> EXERCISE BRIEF
Each line from the one containing "Query: burned debris" through the last line of the records is to be repeated exactly, with all pictures left out.

Collected data
--- --- ---
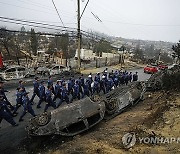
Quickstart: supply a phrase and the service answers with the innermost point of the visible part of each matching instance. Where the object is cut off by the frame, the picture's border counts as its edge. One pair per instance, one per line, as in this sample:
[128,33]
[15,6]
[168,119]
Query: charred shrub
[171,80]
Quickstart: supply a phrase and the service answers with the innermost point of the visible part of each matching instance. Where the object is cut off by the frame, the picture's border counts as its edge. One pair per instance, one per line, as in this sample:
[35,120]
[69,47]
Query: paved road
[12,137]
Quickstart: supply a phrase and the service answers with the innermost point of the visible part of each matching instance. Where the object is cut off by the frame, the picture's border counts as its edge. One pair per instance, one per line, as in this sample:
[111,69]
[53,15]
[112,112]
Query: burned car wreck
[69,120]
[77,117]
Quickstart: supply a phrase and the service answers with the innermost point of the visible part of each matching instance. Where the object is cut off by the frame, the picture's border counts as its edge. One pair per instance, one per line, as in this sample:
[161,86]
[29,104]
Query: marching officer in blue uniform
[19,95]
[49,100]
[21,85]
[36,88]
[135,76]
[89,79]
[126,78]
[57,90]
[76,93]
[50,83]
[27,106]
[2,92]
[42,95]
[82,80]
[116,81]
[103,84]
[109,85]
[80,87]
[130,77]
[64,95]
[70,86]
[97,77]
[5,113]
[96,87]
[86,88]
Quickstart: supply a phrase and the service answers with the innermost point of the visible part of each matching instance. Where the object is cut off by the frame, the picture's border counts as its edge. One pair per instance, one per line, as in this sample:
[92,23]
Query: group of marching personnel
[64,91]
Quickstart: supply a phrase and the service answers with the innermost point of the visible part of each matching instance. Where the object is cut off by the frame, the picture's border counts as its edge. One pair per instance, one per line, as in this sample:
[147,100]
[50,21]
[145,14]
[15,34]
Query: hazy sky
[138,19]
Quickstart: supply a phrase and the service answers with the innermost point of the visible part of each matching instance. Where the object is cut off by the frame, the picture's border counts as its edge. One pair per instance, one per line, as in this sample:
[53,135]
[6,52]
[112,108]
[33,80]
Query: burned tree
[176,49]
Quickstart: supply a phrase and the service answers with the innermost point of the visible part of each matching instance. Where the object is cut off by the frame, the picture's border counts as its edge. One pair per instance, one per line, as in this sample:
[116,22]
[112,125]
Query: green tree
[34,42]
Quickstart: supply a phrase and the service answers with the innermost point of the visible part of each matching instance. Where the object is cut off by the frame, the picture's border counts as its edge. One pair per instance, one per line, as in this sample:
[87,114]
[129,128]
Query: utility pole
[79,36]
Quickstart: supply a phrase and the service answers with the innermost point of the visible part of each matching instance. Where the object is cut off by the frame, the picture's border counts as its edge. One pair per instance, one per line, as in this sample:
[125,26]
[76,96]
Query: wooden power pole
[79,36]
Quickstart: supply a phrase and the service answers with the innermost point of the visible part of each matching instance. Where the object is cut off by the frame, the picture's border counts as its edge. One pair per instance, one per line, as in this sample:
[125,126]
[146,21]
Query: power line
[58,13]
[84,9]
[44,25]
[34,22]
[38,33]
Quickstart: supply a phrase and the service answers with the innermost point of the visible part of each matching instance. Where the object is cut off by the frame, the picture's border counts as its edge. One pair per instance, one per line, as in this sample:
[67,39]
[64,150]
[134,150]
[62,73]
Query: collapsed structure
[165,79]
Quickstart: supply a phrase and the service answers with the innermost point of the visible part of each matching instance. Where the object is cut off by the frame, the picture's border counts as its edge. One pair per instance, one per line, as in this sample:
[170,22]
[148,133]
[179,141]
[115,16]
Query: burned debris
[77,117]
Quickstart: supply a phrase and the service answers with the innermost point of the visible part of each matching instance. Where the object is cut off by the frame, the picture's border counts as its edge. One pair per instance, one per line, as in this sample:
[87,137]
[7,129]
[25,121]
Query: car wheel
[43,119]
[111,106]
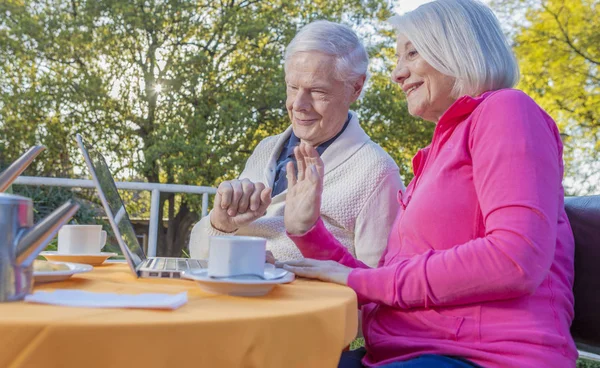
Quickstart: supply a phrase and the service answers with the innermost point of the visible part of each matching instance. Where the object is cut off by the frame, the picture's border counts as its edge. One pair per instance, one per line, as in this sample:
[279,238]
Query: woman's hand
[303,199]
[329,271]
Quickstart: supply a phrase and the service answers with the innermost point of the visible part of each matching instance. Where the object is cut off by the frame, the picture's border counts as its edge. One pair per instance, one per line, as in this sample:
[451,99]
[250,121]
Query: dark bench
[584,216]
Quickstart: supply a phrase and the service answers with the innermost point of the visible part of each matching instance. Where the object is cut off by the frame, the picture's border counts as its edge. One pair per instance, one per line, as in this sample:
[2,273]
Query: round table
--- --- ---
> OUTPUT FOR THIS EXERCISE
Query: burned debris
[77,117]
Quickstart: supply a phrase and the service answers with the innermost point of the visible part of each matching instance. Where the object is cut off by the frame, the picture's border counts as its edge. One pair per instance, one per line, as in this sample:
[87,137]
[7,129]
[25,121]
Query: car wheel
[43,119]
[111,106]
Quickstart: supply a phrase and the service answers with the innermost point of the visible part of each matching instance. Where the object is cut off by the frame, the picture's border counts as its edge. One pair per instance, one per line, as in this sample:
[279,238]
Query: woman's hand
[303,199]
[329,271]
Quickstart: supply a phrase and the service answers with the innermost point of the visible part of each matching instance. Where the object is cut off by the frame, the picture's border counts as its edge. One pair per instance, one per line, as in this sample:
[451,99]
[250,121]
Query: dark bench
[584,216]
Quickstart: supply a phrase and the service answers with the innermost point of the visible part of each matching instance. Where the object is cut off by the frame, the picture's border counts as its edge. One pair per instance, one per line, as in this sample:
[2,273]
Query: round table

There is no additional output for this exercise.